→ Required tasks:
• A. Revise the passage on Nelson's death, starting at "The death of" and ending at "his political subserviency.", with "presence of mind" changed to "composure" in each place it occurs.
• B. Using the passage on Nelson's death, answer these questions:
(i) At which battle did Nelson die?
(ii) What quality does the passage say Nelson possessed in a super-eminent degree?
(iii) Who, according to the passage, will freely concede to Nelson the merit of real courage?
• C. List every action that the passage on Nelson's death says each individual in the country took on the occasion of his death.

→ Quoted text:

---------------

The death of Nelson, at the battle of Trafalgar, although it did not
detract from the brilliancy of the victory, was, nevertheless, a great
drawback upon the pleasure that the news would have otherwise afforded
to the country; for every individual laid aside, on this occasion, all
feelings of political hostility, forgot his errors and his crimes as a
politician and a man, and lamented the loss of the hero. No one will
ever dispute Nelson's cool, determined presence of mind, in the
midst of danger and the greatest difficulties; he possessed this
admirable quality in a super-eminent degree. His presence of mind, which
never deserted him in the midst of danger, is the sure indication of
real courage; and this merit will be freely conceded to Nelson, even by
those who abhorred his political subserviency.

---------------

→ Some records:
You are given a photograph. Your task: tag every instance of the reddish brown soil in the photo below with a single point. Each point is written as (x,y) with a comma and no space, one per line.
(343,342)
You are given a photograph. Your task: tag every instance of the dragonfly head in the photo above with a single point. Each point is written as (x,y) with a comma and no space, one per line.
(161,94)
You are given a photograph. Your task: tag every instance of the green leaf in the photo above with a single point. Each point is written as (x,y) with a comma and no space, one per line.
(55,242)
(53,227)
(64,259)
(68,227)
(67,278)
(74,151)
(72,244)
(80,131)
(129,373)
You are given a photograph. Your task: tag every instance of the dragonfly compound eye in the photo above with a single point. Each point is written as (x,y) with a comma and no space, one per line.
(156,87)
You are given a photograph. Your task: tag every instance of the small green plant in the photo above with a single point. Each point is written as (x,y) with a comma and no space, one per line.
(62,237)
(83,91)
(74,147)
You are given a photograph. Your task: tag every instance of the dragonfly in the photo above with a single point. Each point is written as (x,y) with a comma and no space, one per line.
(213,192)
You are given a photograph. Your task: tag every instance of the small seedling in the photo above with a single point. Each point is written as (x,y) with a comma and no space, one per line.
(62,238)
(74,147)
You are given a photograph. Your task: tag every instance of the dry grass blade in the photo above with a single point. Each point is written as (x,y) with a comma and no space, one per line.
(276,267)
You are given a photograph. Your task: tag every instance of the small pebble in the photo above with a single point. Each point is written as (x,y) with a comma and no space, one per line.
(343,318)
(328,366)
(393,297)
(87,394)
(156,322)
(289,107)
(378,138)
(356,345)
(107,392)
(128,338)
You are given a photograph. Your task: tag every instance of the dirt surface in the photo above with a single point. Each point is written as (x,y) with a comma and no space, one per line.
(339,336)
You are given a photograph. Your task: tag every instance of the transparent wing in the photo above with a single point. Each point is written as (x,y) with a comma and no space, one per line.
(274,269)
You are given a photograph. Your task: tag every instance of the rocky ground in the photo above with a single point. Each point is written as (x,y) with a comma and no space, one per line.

---------------

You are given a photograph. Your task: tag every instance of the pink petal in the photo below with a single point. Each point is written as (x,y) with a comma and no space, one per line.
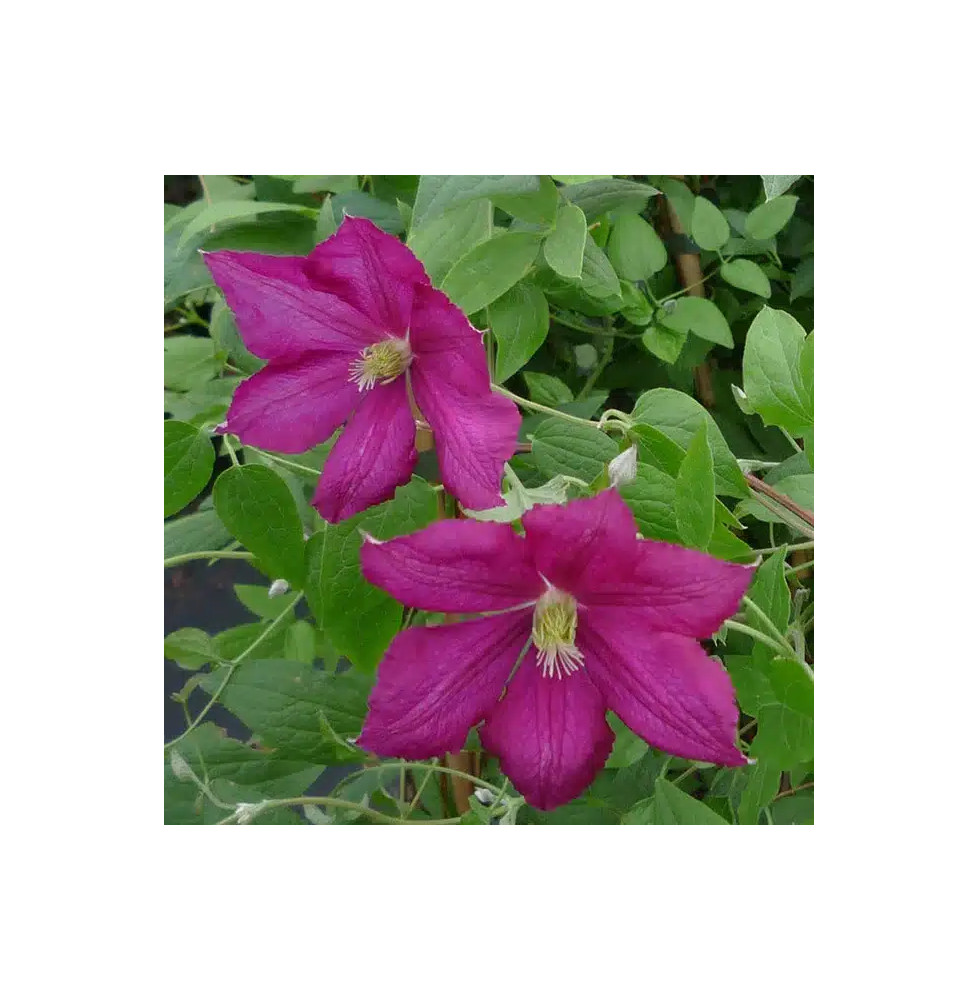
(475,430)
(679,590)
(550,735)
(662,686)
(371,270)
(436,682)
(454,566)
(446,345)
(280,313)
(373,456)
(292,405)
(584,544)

---------------

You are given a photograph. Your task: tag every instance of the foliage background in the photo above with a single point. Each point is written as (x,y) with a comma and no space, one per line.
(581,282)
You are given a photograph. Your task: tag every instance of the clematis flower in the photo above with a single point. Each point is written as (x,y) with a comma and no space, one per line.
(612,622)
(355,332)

---------------

→ Exercise responses:
• A.
The death of Nelson, at the battle of Trafalgar, although it did not
detract from the brilliancy of the victory, was, nevertheless, a great
drawback upon the pleasure that the news would have otherwise afforded
to the country; for every individual laid aside, on this occasion, all
feelings of political hostility, forgot his errors and his crimes as a
politician and a man, and lamented the loss of the hero. No one will
ever dispute Nelson's cool, determined composure, in the
midst of danger and the greatest difficulties; he possessed this
admirable quality in a super-eminent degree. His composure, which
never deserted him in the midst of danger, is the sure indication of
real courage; and this merit will be freely conceded to Nelson, even by
those who abhorred his political subserviency.

• B.
(i) The battle of Trafalgar
(ii) A cool, determined presence of mind in the midst of danger and the greatest difficulties
(iii) Even those who abhorred his political subserviency

• C.
- Laid aside all feelings of political hostility
- Forgot his errors and his crimes as a politician and a man
- Lamented the loss of the hero